Die Spritzwasserhöhen über Gras erreichen im Mittel nicht die Werte über Brache. Trifft ein Niederschlagstropfen auf der Brache auf, wird die gesamte Energie auf die Spritzwasser-Tröpfchen verteilt. Bei einer begrünten Rebgasse hingegen wird ein Teil der Energie vom Gras aufgenommen, da die Grashalme beim Auftreffen der Niederschlagstropfen etwas zurückfedern.

Bodeninfektionsindex

Der so genannte Bodeninfektionsindex (BI) umfasst Bodenfeuchte-Parameter, die nach Abschluss der Reifung der Oosporen für deren Keimung von Bedeutung sind. So besteht z. B. ein enger Zusammenhang zwischen dem Flüssigwasserpotenzial im Oberboden und der Möglichkeit der Bildung kleiner Wasserpfützen, in denen die begeißelten Sporen schwimmen können und dadurch über einen längeren Zeitraum potenziell infektiös bleiben. Von diesen Bedingungen hängt die Auslösung einer erfolgreichen Infektion durch Splash maßgeblich ab.

Sekundärinfektionen

Je wärmer die Region und je höher die Niederschläge im Mai/Juni, desto schneller und stärker kann sich die Peronospora nach erfolgter Primärinfektion ausbreiten. Voraussetzung sind blattunterseits gebildete Sporangien. Nur beim Vorliegen definierter meteorologischer Bedingungen kommt es zur Bildung eines Sporangienrasens auf der Blattunterseite oder an den Gescheinen, die als Sporulation bezeichnet wird.

━━━━━━━━━━━━━━━━

◆ AUFGABE 1:
Wie wird laut dem Textauszug zur Peronospora die Bildung eines Sporangienrasens auf der Blattunterseite oder an den Gescheinen bezeichnet?
◆ AUFGABE 2:
Schreiben Sie aus dem Textauszug zur Peronospora wortgetreu den Abschnitt ab, der bei den Worten „Der so genannte“ beginnt und nach den Worten „Splash maßgeblich ab.“ endet.
Die Daten sind für die Bearbeitung nicht erforderlich.

◆ VERFÜGBARE DATEN:
━━━━━━━━━━━━━━━━

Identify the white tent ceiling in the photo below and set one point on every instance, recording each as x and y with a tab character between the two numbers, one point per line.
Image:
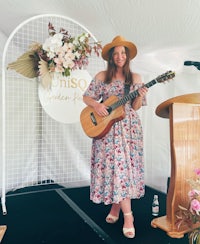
166	33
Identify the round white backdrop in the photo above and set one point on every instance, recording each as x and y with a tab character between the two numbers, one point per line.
63	101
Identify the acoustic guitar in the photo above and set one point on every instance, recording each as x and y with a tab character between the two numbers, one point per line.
96	126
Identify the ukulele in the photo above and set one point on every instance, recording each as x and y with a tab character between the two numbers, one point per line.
96	126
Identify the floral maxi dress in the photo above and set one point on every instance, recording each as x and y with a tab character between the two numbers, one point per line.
117	164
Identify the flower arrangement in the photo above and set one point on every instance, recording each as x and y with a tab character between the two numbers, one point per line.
191	215
60	53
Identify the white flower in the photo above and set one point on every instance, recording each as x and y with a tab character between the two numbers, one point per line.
52	44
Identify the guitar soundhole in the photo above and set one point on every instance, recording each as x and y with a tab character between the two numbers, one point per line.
93	118
109	109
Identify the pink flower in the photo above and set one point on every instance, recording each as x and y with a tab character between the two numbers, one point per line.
197	171
195	206
193	193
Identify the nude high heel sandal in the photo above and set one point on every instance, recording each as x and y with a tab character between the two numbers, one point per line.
111	219
129	232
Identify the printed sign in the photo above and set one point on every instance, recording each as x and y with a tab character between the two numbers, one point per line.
63	101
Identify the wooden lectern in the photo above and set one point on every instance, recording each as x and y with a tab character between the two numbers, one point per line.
184	118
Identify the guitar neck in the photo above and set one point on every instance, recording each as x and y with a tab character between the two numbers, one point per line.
131	95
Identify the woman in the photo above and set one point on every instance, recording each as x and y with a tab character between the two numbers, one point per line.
117	166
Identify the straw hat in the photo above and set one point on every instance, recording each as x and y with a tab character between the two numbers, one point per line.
119	41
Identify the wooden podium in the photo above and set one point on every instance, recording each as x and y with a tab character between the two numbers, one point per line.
184	119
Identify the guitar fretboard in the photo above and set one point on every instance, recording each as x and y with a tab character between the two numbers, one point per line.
131	95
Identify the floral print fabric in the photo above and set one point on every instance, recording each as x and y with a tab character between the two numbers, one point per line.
117	165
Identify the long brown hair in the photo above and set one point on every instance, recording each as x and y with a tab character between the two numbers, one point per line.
112	68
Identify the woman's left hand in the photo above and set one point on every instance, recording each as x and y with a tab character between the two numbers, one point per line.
142	91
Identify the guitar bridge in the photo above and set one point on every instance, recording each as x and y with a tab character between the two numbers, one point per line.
93	118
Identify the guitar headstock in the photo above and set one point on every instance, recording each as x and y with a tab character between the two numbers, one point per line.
166	76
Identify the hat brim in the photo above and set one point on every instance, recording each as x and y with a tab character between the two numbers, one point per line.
131	47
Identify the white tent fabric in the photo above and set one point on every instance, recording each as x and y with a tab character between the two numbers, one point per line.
166	34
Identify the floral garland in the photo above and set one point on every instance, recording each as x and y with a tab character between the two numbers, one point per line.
60	53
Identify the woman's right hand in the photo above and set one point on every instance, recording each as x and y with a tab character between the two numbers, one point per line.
101	109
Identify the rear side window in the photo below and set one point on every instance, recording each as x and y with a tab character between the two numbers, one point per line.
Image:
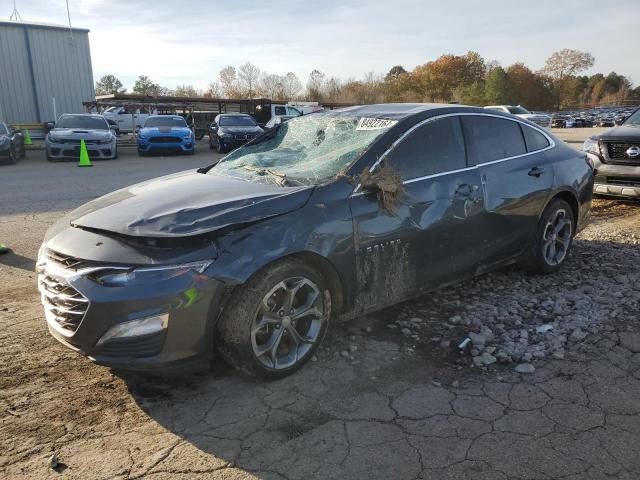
434	147
492	138
535	140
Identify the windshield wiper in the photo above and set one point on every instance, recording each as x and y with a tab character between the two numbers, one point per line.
280	178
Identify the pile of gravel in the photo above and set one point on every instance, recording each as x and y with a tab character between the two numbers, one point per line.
510	317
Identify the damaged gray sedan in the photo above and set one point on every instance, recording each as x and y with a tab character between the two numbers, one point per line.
328	216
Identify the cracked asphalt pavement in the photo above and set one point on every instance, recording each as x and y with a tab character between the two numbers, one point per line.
388	396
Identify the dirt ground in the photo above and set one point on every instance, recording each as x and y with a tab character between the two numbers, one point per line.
388	396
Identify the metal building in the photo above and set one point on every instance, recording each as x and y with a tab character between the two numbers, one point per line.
45	71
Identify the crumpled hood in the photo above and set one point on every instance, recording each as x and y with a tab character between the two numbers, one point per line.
186	204
151	131
621	133
79	133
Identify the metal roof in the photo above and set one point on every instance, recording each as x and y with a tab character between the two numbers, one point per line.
46	26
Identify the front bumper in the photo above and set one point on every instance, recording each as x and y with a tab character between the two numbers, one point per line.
191	302
71	151
179	145
616	180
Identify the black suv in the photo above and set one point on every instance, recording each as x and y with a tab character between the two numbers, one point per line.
616	156
230	130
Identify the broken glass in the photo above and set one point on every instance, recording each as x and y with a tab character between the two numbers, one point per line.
308	150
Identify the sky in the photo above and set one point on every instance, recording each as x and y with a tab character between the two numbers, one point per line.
189	41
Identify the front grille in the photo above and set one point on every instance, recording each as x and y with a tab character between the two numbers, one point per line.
625	181
68	262
62	303
244	136
73	141
618	152
165	140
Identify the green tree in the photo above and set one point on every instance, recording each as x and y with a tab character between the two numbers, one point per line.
186	91
109	85
498	88
145	86
395	72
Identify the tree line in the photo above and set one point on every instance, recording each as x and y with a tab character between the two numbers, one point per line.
468	79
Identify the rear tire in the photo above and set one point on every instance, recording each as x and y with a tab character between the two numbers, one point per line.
552	241
273	324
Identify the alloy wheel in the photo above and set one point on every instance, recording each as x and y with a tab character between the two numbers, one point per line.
556	237
288	323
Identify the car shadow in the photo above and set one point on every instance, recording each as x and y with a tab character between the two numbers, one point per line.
18	261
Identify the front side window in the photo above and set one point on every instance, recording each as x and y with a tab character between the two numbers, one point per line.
165	121
306	150
534	139
84	122
435	147
492	138
518	110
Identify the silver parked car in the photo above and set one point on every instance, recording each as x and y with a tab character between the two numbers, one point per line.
63	140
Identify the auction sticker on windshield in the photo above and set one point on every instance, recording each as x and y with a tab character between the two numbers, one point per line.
375	123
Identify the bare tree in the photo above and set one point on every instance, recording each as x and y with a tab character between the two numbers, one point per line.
291	86
229	82
248	76
214	90
316	85
271	86
186	91
566	63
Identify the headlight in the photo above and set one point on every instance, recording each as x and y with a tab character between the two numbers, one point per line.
591	145
145	275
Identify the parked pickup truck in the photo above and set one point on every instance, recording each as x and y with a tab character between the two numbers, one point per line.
127	119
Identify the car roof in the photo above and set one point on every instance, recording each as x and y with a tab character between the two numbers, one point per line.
92	115
394	111
165	116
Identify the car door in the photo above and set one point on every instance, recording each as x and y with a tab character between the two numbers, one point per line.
433	235
516	178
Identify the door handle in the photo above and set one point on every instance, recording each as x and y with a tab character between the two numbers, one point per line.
464	190
536	172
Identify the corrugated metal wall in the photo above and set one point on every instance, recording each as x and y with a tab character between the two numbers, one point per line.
39	63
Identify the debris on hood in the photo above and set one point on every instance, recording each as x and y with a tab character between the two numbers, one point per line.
386	183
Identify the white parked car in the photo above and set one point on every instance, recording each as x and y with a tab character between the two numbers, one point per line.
127	119
538	118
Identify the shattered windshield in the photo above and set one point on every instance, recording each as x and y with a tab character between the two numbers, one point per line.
305	150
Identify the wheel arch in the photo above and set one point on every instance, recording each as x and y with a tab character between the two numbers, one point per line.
319	263
571	198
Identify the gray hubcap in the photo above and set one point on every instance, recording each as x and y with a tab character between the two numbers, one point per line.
556	237
288	323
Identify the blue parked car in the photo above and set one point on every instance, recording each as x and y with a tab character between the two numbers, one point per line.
165	134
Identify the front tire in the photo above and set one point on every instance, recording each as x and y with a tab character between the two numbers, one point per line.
553	239
274	323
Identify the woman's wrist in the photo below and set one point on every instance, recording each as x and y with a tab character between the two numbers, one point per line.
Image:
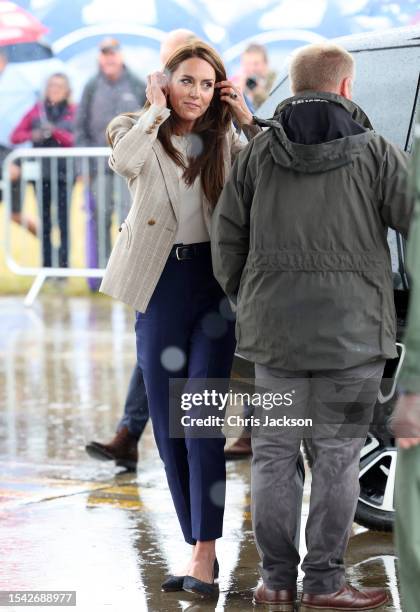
246	119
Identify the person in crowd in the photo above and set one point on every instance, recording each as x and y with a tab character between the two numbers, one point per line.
299	240
176	155
50	123
406	420
14	172
255	77
112	90
123	447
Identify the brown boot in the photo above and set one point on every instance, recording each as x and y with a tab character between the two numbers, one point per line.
284	599
240	449
347	598
122	449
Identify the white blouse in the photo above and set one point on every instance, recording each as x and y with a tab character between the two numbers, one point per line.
191	227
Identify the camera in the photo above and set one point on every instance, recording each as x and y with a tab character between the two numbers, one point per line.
251	82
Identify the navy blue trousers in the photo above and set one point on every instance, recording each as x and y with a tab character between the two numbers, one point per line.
136	410
187	332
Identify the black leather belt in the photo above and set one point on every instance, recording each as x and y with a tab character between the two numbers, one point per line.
188	251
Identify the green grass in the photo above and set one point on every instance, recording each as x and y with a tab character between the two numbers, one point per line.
26	249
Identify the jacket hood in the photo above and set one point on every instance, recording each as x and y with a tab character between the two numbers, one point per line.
317	131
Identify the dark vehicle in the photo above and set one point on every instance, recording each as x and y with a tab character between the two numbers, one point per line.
387	88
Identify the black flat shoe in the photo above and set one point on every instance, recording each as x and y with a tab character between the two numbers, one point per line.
199	587
173	583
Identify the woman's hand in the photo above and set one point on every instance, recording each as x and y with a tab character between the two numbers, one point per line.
157	88
232	95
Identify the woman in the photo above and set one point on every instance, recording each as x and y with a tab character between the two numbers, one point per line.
176	155
50	124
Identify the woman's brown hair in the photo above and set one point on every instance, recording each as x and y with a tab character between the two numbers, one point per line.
210	127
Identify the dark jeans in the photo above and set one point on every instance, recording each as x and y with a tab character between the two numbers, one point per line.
60	205
276	498
136	409
183	335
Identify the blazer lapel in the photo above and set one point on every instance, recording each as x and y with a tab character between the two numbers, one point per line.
170	176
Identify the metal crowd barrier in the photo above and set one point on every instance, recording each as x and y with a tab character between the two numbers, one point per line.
56	175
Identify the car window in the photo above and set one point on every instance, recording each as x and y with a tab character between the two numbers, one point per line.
28	52
385	87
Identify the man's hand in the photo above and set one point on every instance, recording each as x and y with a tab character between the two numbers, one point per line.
405	421
232	95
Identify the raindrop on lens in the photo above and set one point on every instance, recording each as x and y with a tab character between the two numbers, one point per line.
214	325
173	358
225	309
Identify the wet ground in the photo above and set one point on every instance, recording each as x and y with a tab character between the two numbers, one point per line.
70	523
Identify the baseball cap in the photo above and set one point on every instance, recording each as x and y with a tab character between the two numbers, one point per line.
109	45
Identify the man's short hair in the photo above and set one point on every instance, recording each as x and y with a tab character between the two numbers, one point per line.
320	67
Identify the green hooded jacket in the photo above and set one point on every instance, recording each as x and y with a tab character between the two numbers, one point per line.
299	238
410	375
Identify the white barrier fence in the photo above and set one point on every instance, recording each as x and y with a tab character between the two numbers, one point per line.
54	173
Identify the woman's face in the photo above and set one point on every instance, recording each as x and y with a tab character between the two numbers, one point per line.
57	90
191	89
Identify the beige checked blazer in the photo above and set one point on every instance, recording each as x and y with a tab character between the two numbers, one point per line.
147	235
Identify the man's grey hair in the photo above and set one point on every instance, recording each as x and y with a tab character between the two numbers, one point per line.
320	67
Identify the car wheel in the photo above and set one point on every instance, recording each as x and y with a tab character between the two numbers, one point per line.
378	462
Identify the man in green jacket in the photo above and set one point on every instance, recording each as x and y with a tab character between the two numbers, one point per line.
299	241
406	421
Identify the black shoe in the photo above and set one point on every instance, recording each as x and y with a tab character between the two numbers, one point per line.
199	587
173	583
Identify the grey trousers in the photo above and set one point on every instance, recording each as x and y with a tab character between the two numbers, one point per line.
275	494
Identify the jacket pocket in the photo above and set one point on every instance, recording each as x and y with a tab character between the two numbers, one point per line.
126	228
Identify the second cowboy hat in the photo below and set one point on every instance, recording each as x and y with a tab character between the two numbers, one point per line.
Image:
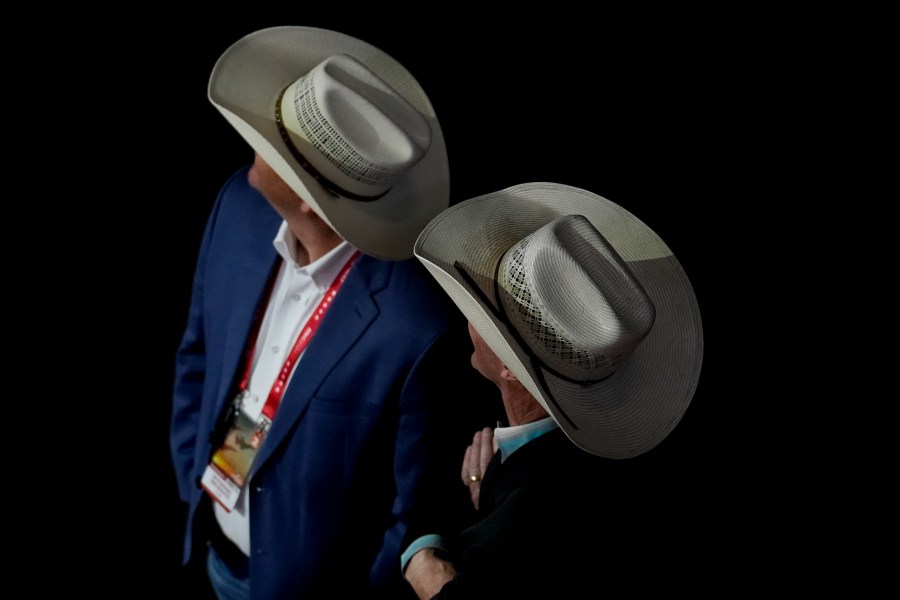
345	125
582	301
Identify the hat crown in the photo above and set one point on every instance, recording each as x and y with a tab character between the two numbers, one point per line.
351	127
573	299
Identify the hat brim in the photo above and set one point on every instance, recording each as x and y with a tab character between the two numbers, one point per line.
628	413
244	86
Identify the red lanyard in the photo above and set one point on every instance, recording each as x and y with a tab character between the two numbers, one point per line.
306	333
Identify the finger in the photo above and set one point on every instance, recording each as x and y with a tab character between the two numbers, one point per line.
466	466
486	449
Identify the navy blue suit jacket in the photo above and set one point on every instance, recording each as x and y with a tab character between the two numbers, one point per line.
360	427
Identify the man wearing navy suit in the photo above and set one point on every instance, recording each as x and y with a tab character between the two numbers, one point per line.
307	428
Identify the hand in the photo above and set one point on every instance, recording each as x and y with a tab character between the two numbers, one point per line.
476	460
427	573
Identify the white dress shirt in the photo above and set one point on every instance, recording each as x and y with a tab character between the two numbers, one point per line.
295	295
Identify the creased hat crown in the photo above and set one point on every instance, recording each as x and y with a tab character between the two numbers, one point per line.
573	299
351	127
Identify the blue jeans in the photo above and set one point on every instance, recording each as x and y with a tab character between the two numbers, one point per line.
224	583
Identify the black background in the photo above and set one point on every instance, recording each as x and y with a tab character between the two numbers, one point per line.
644	109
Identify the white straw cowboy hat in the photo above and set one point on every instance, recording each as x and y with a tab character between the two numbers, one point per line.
346	126
582	301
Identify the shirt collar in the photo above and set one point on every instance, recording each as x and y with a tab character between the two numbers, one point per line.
510	439
324	269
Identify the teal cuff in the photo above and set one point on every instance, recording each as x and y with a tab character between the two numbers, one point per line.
426	541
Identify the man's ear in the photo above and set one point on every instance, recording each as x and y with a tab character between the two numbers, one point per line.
508	375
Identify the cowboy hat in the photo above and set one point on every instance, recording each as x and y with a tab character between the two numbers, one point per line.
582	301
346	126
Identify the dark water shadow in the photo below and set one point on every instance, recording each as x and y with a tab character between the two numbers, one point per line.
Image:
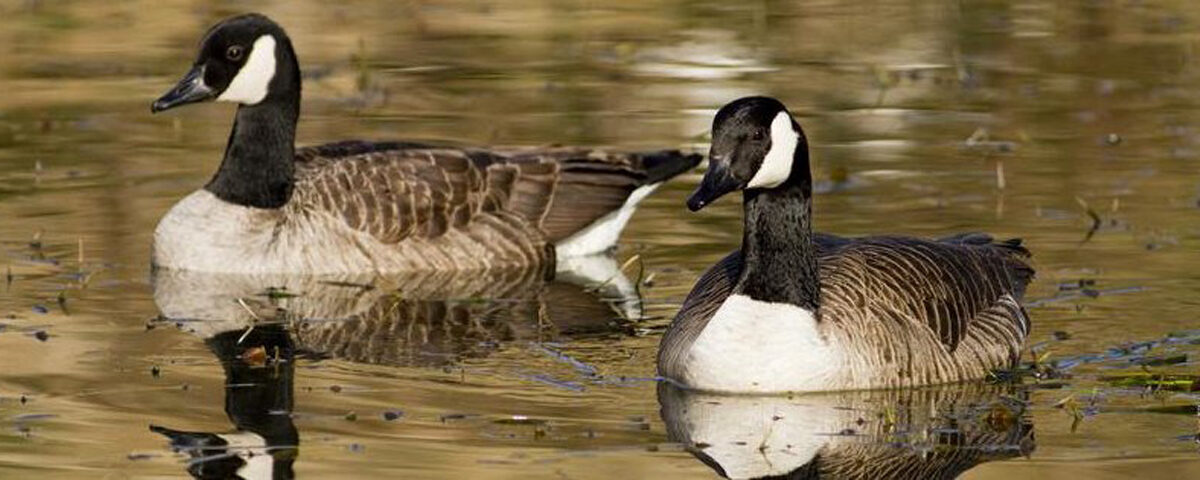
258	325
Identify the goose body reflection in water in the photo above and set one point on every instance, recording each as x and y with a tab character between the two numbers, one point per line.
258	400
927	433
255	324
421	319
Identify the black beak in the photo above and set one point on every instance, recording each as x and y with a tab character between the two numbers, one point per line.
190	89
717	183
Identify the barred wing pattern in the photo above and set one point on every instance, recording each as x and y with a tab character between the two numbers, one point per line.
911	311
467	209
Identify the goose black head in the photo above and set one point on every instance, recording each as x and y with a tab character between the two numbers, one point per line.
756	145
245	59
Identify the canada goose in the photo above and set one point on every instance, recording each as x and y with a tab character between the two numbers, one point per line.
791	311
357	207
430	318
871	435
258	402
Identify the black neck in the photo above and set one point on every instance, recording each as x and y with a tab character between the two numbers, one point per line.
258	169
780	263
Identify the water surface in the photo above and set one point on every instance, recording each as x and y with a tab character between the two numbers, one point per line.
1074	125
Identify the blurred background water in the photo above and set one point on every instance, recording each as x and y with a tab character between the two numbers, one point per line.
1074	125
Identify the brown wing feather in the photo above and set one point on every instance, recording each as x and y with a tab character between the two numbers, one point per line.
400	190
949	286
957	287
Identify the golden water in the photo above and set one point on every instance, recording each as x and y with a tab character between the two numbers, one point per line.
913	109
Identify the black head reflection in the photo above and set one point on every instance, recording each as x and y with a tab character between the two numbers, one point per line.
264	442
928	433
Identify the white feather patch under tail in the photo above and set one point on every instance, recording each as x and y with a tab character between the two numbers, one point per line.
603	234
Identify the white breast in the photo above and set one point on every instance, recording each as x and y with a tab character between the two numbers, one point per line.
204	233
753	346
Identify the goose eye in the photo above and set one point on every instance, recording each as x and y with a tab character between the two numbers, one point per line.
234	53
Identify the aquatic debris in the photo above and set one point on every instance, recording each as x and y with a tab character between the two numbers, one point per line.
579	366
456	417
553	382
520	420
1077	285
255	357
1155	381
981	141
1091	214
63	303
1157	361
393	415
1077	411
349	285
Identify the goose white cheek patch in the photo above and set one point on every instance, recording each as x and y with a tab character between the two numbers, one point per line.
253	79
777	166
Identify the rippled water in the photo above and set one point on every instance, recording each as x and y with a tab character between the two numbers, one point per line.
1074	125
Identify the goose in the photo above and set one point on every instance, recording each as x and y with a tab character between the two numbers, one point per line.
388	207
917	433
796	311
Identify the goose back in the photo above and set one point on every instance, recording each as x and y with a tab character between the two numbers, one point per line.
900	311
408	207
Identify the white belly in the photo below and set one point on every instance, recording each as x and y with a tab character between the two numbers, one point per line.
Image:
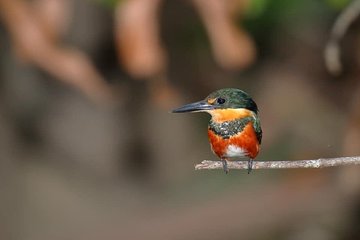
234	151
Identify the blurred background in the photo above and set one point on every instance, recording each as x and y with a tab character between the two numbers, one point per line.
90	151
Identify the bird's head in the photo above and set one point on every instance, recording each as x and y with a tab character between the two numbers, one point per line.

━━━━━━━━━━━━━━━━

◆ ANTWORTBEREICH 1:
Als Sporulation.

◆ ANTWORTBEREICH 2:
Der so genannte Bodeninfektionsindex (BI) umfasst Bodenfeuchte-Parameter, die nach Abschluss der Reifung der Oosporen für deren Keimung von Bedeutung sind. So besteht z. B. ein enger Zusammenhang zwischen dem Flüssigwasserpotenzial im Oberboden und der Möglichkeit der Bildung kleiner Wasserpfützen, in denen die begeißelten Sporen schwimmen können und dadurch über einen längeren Zeitraum potenziell infektiös bleiben. Von diesen Bedingungen hängt die Auslösung einer erfolgreichen Infektion durch Splash maßgeblich ab.